● **Extracted data**
+ + + +
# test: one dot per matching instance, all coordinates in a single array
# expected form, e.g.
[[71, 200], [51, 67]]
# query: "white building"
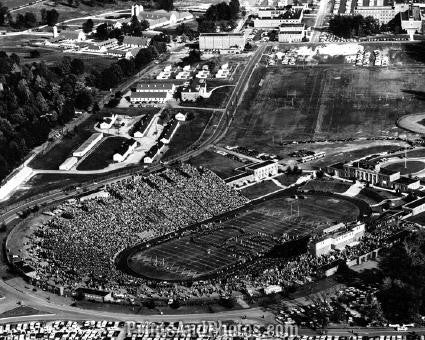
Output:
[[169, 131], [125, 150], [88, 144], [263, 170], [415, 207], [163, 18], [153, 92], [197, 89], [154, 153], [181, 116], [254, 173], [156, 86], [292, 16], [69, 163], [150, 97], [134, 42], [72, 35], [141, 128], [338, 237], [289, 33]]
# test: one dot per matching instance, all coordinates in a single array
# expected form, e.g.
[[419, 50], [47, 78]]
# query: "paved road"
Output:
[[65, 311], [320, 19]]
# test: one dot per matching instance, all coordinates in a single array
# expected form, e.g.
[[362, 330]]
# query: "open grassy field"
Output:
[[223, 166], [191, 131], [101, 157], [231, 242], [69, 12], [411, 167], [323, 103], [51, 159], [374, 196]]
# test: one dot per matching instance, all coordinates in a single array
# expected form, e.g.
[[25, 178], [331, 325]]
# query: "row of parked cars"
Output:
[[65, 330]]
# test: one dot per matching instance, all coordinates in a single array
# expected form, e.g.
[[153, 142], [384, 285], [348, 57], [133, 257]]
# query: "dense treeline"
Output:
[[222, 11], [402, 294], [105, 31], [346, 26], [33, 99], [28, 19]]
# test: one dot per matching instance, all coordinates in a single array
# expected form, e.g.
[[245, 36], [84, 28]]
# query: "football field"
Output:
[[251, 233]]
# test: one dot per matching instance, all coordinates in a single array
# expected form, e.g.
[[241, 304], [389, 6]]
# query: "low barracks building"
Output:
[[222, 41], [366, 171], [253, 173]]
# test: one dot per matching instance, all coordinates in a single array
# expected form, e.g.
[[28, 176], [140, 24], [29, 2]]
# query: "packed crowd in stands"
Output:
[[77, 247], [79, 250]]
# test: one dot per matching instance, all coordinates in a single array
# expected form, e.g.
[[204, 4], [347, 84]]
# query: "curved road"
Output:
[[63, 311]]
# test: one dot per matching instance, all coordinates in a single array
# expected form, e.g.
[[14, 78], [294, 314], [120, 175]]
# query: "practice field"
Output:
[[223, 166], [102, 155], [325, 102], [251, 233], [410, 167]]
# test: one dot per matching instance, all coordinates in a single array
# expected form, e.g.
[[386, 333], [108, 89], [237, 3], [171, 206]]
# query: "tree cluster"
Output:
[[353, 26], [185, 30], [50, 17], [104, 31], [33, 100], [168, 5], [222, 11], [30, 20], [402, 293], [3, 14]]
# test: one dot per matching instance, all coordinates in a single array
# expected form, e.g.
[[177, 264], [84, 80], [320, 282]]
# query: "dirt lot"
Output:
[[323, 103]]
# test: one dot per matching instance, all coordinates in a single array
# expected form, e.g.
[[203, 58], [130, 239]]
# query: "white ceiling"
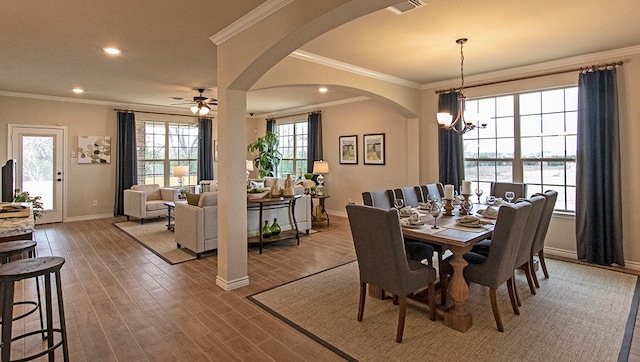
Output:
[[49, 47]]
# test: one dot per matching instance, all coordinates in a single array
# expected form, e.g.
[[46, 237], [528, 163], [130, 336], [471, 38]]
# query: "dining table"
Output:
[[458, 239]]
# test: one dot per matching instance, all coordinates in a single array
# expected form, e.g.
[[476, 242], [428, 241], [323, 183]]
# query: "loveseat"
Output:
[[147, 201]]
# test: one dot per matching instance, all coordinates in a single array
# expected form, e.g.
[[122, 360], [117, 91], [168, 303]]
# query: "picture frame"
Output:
+ + + +
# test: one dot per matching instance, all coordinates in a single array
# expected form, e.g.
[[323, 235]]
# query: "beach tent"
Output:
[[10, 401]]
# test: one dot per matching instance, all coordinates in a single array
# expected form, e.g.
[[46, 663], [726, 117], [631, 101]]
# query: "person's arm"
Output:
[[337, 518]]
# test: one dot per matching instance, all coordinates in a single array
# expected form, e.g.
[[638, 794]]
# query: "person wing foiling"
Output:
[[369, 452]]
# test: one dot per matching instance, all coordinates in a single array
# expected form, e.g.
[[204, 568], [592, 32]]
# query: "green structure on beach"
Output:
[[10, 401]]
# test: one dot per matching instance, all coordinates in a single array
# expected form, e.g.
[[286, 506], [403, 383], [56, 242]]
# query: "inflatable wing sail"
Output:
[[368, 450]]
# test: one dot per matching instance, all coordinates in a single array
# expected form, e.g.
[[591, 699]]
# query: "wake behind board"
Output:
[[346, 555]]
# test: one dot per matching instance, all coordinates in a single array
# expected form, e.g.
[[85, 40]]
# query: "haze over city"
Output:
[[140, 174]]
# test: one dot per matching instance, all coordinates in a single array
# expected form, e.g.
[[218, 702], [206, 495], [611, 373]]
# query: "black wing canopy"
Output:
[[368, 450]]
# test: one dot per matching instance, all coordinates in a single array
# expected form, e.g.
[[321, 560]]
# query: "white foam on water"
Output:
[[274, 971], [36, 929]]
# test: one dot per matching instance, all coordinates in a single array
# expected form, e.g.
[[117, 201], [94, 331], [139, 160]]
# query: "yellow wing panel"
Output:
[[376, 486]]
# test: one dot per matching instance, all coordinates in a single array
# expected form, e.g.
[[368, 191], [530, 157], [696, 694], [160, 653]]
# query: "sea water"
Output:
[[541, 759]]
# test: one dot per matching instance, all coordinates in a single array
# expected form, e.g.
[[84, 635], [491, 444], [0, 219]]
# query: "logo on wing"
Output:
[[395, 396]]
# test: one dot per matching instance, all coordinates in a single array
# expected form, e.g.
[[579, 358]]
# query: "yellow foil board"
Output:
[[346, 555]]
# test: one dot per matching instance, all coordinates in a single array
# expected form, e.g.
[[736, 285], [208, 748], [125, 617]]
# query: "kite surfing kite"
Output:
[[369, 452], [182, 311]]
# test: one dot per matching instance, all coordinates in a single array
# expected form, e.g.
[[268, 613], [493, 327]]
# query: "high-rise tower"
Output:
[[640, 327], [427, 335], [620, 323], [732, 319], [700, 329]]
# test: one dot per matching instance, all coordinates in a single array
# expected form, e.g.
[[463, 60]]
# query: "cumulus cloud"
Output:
+ + + +
● **Stated task**
Please pull out every line of the records above that contains the string "person". Case counts.

● **Answer in full**
# query: "person's arm"
# query: "person wing foiling"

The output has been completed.